What is required
Using the passage below about a march into Gaza, answer each question briefly.
(a) How many people does the writer imagine walking through the border?
(b) Who, according to the practical voices, would take over the food and water?
(c) How many days did Gandhi's salt march last?

***** Passage provided *****

The other day I wrote about a fantasy I had: 10,000 people and more carrying food and water, walking through the border with Gaza and meeting up with hungry men, women and children on the other side.

I also wrote that immediately, practical voices spoke up: Do you know how much killing can take place, how much violence? Do you understand that Hamas will immediately take over all that food and water and store it for its own fighters (videos have been taken of tons and tons of food and unbelievable quantities of water being found in tunnels, all part of the aid that has flowed into Gaza since October 7).

Yes, I say, yes, I understand all that. So, what am I looking for?

I look for the mythic. I look for the magical, the gesture that stuns and amazes, that grabs us and restores faith, satisfies longing, the yearning to make peace among ourselves. I look for the equivalent of Gandhi’s 24-day salt march to the sea, for Mandela inviting his jailer to his inauguration, for King’s walk on the Edmund Pettus Bridge.

***** Provided data *****

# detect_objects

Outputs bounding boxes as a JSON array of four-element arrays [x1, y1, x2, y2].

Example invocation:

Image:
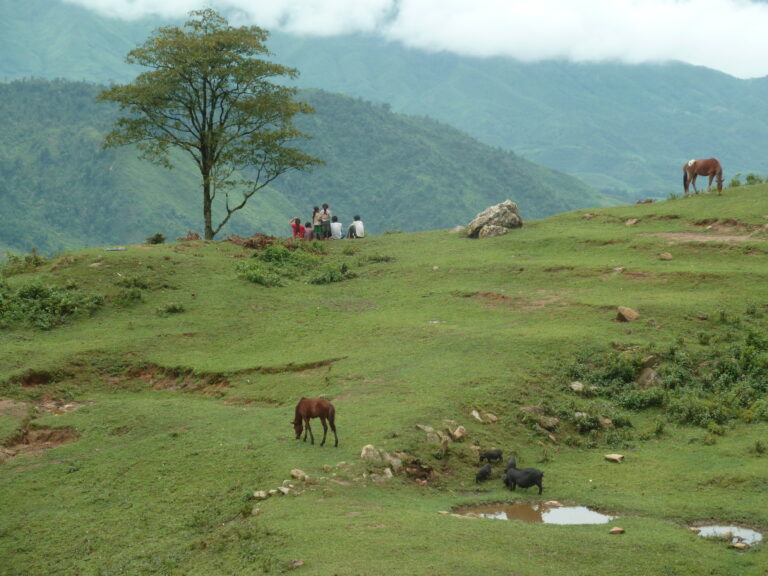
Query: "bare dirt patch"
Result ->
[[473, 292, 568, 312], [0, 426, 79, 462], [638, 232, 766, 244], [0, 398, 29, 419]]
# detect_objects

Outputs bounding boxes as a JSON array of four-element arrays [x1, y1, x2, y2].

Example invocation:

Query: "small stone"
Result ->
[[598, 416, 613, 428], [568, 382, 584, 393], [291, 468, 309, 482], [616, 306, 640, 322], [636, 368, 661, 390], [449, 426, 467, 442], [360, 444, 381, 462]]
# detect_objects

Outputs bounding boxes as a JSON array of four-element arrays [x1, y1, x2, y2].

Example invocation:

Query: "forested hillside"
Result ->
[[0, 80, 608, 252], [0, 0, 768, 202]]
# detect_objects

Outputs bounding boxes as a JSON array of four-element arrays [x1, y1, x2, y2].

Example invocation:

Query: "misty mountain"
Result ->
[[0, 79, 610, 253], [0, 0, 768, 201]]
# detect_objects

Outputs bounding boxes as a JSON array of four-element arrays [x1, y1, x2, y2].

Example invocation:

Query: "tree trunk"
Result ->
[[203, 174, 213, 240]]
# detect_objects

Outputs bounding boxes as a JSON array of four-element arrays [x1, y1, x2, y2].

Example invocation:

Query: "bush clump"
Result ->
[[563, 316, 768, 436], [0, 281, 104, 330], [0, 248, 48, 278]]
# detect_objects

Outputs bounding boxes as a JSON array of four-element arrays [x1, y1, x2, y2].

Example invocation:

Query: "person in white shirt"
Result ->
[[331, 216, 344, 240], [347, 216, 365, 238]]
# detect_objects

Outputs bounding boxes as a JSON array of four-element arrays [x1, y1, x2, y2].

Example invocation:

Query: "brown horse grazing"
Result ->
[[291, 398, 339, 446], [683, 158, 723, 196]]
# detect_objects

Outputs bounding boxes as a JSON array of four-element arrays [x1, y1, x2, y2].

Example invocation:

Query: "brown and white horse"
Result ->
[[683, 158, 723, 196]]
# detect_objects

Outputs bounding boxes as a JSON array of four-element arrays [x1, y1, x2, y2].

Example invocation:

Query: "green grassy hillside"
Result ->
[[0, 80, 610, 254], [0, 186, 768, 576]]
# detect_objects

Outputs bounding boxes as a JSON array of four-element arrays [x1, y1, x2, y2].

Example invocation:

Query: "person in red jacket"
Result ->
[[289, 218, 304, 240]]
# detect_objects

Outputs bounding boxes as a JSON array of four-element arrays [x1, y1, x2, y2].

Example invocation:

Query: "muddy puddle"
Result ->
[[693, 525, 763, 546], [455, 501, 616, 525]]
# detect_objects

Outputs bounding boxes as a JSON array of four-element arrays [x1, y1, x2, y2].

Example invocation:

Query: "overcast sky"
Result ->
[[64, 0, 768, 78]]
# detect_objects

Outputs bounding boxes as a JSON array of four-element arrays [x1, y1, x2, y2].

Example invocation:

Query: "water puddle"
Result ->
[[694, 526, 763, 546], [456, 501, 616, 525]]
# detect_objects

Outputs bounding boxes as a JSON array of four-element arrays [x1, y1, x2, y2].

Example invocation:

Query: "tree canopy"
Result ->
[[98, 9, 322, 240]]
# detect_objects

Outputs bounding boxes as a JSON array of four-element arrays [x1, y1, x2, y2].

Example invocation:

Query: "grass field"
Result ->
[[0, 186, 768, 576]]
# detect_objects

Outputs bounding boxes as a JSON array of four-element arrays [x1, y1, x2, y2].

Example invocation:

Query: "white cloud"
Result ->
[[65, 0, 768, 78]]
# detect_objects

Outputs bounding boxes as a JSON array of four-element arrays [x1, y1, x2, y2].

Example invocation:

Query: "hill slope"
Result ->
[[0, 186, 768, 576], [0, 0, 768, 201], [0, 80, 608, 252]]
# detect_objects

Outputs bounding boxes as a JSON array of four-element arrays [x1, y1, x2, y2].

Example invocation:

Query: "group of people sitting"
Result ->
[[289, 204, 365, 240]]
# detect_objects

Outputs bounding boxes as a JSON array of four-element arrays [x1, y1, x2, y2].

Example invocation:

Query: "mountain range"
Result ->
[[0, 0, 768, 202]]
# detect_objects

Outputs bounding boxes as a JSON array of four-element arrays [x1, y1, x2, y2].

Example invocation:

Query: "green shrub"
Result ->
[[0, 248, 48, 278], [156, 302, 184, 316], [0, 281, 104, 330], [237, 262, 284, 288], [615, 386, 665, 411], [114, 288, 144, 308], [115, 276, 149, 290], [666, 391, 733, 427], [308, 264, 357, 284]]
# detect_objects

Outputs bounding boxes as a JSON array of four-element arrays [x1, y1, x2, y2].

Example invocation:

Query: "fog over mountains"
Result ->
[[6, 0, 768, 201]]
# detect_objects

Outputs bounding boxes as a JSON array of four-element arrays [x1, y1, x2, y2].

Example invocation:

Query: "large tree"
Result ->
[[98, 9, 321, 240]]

*****

Response area
(a) 10,000 people and more.
(b) Hamas.
(c) 24 days.